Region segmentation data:
::::::::::

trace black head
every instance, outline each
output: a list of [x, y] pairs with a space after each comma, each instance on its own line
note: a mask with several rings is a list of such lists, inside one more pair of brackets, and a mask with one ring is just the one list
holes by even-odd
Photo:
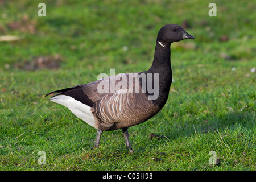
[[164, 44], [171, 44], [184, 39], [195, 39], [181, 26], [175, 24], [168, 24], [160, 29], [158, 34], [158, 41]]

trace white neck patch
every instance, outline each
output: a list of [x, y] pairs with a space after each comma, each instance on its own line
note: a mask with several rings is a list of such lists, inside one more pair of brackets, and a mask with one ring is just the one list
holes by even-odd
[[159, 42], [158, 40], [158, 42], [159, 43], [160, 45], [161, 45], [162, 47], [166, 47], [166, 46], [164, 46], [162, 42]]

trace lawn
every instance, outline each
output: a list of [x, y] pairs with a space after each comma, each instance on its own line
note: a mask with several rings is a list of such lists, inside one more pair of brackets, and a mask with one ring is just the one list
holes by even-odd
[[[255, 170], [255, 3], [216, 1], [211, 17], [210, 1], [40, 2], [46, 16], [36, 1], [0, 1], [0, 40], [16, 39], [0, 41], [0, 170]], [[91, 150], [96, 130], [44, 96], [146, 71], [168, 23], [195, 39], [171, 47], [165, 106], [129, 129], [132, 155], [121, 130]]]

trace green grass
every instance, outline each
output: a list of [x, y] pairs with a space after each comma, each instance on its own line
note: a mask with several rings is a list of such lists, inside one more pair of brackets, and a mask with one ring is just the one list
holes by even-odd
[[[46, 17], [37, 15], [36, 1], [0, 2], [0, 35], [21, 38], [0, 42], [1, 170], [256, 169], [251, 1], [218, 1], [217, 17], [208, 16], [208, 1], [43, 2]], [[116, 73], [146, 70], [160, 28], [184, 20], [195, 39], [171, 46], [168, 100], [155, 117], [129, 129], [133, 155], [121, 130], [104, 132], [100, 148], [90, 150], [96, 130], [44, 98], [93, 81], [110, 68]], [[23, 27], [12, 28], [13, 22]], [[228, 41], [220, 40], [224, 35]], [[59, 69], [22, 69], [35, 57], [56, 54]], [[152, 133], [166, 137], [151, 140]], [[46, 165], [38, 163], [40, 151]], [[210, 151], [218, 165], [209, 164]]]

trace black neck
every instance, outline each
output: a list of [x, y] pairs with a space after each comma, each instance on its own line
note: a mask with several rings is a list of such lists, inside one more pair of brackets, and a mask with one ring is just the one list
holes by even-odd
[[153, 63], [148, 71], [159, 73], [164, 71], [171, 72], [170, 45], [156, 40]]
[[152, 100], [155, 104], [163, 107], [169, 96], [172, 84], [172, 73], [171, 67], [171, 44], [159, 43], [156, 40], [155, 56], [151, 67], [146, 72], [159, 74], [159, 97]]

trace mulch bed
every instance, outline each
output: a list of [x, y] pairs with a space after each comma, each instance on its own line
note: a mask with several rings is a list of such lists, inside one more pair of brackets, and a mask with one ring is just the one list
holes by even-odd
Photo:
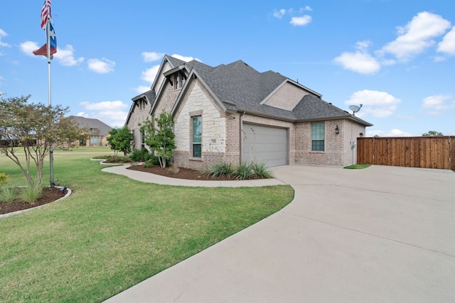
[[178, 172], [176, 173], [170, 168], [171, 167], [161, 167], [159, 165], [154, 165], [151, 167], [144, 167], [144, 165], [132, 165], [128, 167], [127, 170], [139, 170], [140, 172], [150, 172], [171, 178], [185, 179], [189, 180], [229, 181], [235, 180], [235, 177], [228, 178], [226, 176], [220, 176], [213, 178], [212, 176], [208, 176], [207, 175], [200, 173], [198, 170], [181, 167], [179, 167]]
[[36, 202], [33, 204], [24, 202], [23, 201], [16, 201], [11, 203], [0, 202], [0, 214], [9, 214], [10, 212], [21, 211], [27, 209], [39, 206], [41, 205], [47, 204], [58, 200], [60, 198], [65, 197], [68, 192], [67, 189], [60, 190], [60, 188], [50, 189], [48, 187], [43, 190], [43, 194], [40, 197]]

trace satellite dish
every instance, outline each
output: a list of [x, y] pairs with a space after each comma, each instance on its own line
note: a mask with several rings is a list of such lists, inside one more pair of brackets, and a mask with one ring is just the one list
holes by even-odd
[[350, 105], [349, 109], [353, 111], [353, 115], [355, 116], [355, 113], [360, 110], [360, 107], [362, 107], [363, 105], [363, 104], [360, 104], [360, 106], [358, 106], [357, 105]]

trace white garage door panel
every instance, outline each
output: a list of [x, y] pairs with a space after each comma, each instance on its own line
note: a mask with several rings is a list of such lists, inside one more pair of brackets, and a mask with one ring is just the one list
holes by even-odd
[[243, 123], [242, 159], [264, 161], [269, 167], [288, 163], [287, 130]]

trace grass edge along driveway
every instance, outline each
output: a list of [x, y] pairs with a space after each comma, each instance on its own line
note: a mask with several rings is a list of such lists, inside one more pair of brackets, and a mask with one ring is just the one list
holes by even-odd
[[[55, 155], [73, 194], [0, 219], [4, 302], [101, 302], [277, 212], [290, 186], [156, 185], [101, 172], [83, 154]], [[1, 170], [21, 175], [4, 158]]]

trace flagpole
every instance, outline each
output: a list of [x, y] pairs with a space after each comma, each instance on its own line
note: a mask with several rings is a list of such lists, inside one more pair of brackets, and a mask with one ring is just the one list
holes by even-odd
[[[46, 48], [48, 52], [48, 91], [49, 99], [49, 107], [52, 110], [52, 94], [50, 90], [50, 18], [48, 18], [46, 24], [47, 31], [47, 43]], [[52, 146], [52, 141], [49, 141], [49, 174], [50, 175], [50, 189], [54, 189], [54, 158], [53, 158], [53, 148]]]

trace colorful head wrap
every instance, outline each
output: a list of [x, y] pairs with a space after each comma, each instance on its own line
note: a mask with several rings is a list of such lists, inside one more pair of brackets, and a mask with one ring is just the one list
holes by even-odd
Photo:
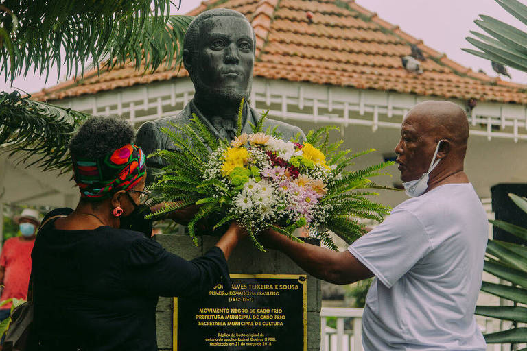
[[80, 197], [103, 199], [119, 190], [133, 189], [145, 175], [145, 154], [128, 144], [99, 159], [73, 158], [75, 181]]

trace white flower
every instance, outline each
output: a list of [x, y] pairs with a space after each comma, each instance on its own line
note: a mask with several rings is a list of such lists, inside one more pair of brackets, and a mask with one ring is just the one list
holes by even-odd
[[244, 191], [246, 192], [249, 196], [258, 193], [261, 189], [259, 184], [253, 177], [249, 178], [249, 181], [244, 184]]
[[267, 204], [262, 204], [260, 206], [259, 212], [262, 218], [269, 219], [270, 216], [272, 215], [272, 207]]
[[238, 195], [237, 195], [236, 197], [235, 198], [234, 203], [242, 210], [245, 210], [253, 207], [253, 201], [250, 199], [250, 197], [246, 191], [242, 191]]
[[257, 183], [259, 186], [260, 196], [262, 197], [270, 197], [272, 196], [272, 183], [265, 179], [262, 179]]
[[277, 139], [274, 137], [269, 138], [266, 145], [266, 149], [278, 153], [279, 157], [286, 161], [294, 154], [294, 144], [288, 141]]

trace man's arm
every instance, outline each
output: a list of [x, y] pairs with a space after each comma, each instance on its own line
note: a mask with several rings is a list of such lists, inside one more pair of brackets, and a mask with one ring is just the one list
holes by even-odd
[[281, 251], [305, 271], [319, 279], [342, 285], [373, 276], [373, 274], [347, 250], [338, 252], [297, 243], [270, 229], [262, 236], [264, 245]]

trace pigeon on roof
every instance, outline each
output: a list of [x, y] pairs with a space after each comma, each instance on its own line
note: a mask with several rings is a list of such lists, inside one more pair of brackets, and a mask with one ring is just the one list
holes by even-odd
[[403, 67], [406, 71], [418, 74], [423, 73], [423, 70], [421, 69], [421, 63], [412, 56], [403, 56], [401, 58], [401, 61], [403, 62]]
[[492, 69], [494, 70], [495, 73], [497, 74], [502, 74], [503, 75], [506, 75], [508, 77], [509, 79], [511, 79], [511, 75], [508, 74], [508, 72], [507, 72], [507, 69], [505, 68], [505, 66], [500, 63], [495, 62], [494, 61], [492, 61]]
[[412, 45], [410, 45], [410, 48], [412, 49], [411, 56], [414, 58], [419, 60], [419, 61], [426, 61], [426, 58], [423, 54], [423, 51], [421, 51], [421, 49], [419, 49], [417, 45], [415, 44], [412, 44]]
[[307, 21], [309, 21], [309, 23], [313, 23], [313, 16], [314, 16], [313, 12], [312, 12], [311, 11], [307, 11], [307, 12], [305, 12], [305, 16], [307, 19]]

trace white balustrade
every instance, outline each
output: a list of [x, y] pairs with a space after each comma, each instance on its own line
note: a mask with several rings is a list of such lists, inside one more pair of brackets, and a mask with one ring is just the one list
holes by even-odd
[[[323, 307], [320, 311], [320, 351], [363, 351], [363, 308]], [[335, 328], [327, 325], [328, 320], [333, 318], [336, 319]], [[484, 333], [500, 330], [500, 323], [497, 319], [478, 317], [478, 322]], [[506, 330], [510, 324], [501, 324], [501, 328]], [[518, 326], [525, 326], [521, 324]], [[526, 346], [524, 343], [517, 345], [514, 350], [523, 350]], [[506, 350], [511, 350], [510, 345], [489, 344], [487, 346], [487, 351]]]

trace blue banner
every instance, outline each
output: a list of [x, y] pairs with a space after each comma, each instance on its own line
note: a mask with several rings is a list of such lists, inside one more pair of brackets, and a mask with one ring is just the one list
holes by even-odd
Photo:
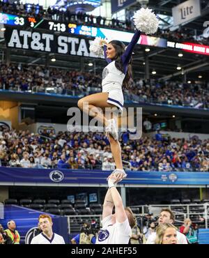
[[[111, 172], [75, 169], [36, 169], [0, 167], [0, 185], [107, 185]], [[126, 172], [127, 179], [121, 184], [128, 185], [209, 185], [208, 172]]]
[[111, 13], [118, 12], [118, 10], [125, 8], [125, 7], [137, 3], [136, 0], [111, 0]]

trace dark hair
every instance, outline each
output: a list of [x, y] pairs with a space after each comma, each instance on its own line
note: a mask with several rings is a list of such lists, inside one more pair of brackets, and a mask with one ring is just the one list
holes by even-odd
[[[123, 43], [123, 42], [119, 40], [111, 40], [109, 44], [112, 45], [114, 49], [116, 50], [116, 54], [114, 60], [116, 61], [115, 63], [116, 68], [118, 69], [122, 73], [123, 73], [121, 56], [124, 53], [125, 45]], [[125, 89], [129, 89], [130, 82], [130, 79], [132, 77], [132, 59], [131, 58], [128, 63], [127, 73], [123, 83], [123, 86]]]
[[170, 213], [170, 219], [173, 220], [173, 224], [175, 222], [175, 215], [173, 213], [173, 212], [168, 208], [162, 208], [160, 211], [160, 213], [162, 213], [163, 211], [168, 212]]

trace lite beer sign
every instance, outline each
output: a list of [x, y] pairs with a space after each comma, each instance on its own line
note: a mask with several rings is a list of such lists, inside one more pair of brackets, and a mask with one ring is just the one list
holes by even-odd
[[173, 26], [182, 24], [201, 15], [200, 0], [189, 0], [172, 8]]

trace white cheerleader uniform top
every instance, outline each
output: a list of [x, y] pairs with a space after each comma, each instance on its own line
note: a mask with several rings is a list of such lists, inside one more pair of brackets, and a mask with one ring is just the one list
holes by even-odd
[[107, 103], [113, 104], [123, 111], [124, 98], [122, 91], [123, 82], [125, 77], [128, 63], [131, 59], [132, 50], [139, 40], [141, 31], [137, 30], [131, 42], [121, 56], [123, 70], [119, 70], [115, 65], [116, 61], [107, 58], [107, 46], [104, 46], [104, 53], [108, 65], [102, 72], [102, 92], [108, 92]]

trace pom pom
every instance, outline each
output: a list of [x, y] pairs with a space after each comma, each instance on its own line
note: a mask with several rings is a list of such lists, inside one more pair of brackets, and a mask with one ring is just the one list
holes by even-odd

::::::::::

• PROBLEM: Starting at the line that has "trace white neck patch" and ending after the line that has "155], [121, 130]]]", update the entries by changing "even-odd" to "the even-odd rule", leaving all else as it is. Return only those lines.

• ANSWER BELOW:
trace white neck patch
every instance, outline each
output: a list of [x, y] pairs with a space after each comma, each instance on its own line
note: a mask with several rings is a list of such lists, inside one more pair of brackets, and a mask with one ring is just the one list
holes by the even-odd rule
[[159, 42], [158, 40], [158, 42], [159, 43], [160, 45], [161, 45], [162, 47], [166, 47], [166, 46], [164, 46], [162, 42]]

trace lawn
every instance, outline each
output: a list of [x, y] pairs with a space after each comma, each instance on its own line
note: a mask with several rings is a list of such lists, inside one more pair of brackets, and a mask with one ring is just the one list
holes by the even-odd rule
[[[255, 170], [255, 3], [216, 1], [211, 17], [210, 1], [40, 2], [46, 16], [36, 1], [0, 1], [0, 40], [16, 39], [0, 41], [0, 170]], [[91, 150], [96, 130], [44, 96], [146, 71], [168, 23], [195, 39], [171, 47], [165, 106], [129, 129], [132, 155], [121, 130]]]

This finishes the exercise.